• [Task description]
Your task is to output the listing word for word, with pictures excluded.

• [Given information]

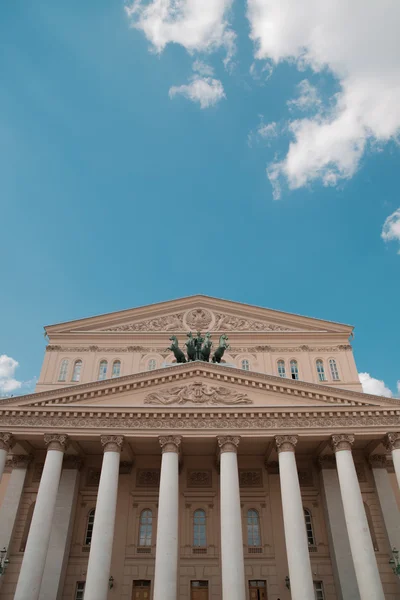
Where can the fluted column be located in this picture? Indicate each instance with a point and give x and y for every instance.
(232, 561)
(166, 567)
(6, 443)
(392, 443)
(367, 574)
(34, 560)
(301, 581)
(99, 565)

• [Task output]
Where can the fluted column be located in this picture? Indicate each instance with a point and give x and y for every instance.
(232, 561)
(166, 567)
(6, 443)
(392, 443)
(367, 574)
(34, 560)
(301, 581)
(99, 565)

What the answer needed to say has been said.